### Description of the task
Identify all lines in the listing that include the word "directional", and copy them out.

### Records to process
□ □ □

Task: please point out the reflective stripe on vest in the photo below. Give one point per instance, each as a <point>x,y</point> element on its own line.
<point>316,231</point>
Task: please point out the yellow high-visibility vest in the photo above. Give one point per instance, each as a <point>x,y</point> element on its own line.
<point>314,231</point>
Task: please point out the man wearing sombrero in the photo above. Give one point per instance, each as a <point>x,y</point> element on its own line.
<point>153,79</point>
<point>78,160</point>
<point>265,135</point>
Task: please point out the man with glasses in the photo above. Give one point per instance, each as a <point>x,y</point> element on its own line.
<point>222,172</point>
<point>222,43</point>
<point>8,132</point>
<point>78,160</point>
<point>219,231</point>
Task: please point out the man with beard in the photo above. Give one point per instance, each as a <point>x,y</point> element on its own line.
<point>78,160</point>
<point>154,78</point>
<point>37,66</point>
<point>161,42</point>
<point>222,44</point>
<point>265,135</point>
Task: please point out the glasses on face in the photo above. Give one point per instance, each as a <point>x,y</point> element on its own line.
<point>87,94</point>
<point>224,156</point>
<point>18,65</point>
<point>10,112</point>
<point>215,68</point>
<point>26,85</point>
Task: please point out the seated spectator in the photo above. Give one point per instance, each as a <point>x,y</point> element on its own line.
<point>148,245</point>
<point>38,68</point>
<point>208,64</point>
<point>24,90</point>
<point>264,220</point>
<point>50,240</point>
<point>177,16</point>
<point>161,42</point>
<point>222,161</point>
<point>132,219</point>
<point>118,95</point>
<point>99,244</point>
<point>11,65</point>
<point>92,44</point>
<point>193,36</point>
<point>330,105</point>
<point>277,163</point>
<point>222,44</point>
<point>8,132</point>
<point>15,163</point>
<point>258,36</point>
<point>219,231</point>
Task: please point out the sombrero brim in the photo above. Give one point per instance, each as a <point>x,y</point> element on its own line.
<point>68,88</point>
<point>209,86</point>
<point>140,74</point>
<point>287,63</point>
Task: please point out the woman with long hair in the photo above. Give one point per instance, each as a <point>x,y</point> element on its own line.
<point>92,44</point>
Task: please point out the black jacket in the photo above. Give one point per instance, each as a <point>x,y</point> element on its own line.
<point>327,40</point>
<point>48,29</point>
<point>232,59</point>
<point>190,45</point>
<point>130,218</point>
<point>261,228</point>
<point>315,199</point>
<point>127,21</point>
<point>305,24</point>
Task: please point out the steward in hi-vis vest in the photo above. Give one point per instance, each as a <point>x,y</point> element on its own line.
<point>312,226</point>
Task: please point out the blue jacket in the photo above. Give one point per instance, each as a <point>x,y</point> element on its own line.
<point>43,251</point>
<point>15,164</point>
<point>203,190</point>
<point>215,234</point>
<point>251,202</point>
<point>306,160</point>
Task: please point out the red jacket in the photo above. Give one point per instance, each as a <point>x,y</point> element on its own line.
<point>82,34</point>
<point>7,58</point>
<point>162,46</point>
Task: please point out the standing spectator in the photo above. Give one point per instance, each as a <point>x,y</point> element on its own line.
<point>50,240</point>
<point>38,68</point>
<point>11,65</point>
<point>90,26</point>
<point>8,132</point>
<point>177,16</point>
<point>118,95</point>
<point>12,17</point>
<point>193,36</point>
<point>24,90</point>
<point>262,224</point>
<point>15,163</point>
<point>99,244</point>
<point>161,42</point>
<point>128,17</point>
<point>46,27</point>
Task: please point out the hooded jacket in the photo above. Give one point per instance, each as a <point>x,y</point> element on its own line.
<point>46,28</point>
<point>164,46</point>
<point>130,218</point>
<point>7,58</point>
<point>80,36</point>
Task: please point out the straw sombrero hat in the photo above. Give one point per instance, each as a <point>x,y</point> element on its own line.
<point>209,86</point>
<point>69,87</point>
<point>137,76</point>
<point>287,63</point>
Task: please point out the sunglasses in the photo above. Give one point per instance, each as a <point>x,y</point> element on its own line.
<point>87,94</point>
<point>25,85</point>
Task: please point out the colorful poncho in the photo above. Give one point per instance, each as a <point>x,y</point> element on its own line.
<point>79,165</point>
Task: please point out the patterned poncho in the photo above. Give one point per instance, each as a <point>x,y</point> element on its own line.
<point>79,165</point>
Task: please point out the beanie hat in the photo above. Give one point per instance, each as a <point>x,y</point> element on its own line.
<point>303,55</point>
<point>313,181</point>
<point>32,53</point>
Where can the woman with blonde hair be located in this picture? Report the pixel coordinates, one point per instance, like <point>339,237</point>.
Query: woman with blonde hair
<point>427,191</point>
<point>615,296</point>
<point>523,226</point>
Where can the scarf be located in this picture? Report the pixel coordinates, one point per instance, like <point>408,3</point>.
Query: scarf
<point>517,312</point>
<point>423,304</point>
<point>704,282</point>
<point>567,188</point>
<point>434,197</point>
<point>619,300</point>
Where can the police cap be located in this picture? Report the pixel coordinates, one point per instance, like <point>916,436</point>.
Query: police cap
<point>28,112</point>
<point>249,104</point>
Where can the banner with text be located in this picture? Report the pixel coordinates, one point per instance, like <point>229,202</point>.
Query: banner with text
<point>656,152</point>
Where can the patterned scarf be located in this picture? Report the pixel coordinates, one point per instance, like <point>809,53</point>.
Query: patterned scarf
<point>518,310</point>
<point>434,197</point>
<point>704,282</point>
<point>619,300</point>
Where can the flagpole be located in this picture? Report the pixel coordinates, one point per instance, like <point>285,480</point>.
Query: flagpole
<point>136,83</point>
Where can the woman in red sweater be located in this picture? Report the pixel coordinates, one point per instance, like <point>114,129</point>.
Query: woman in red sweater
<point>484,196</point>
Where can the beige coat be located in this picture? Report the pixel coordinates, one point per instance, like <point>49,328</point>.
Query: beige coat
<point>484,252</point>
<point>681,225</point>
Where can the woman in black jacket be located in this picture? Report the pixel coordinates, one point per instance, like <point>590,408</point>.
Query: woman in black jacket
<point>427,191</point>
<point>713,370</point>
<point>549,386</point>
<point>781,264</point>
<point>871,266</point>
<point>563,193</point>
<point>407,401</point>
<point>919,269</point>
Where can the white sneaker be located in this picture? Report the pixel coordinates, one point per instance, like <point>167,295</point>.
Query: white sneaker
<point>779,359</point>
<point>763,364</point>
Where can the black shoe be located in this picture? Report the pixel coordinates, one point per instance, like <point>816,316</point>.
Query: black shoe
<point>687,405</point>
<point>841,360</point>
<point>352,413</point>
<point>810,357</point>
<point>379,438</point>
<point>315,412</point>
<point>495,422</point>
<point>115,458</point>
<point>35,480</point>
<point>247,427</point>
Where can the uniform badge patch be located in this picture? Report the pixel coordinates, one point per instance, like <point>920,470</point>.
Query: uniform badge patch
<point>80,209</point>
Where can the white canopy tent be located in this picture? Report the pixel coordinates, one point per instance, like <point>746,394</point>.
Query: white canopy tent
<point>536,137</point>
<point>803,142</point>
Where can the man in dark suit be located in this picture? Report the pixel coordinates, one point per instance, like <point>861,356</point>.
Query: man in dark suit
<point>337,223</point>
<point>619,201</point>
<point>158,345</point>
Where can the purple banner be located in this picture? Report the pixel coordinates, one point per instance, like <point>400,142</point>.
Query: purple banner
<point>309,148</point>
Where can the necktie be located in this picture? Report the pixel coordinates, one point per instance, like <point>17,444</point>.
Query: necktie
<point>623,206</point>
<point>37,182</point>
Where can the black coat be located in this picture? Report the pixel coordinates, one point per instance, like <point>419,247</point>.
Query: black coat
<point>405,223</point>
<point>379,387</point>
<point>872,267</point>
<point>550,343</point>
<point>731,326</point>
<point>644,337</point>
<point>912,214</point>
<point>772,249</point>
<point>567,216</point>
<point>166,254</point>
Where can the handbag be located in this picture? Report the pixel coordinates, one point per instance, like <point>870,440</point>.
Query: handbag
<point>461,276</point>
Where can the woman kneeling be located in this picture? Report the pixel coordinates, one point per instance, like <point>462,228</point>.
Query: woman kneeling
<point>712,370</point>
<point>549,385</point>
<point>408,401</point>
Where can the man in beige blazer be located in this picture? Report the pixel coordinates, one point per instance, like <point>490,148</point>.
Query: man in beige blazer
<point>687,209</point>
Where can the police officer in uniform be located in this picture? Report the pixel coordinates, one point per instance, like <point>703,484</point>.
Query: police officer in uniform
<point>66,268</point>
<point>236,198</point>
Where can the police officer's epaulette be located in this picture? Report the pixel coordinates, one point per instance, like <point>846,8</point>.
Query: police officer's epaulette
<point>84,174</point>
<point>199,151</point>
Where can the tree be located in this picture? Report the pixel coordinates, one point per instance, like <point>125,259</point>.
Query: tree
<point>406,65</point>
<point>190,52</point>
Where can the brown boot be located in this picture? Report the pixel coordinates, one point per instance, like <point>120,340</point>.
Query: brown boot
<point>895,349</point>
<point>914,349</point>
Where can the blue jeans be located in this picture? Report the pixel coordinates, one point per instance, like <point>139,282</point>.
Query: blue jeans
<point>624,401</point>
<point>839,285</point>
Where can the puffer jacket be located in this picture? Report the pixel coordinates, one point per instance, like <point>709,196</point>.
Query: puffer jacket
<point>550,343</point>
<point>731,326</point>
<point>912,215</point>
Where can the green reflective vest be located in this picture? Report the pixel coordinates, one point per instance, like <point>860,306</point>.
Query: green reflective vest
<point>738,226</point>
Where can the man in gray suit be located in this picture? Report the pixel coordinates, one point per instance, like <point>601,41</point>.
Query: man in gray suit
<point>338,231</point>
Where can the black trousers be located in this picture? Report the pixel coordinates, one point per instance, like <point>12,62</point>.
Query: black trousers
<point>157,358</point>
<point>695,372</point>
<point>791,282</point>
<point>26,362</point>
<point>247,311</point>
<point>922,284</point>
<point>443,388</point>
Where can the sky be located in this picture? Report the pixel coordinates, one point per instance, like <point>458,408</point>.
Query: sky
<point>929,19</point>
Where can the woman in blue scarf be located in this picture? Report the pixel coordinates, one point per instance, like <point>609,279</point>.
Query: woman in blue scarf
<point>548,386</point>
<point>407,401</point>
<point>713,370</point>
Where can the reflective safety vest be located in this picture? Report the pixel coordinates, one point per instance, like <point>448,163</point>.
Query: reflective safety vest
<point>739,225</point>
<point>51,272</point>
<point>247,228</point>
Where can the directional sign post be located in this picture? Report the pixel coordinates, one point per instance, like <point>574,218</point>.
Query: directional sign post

□ □ □

### Answer to the exercise
Where can the directional sign post be located in this picture? Report the pixel coordinates, one point per instance, like <point>574,218</point>.
Query: directional sign post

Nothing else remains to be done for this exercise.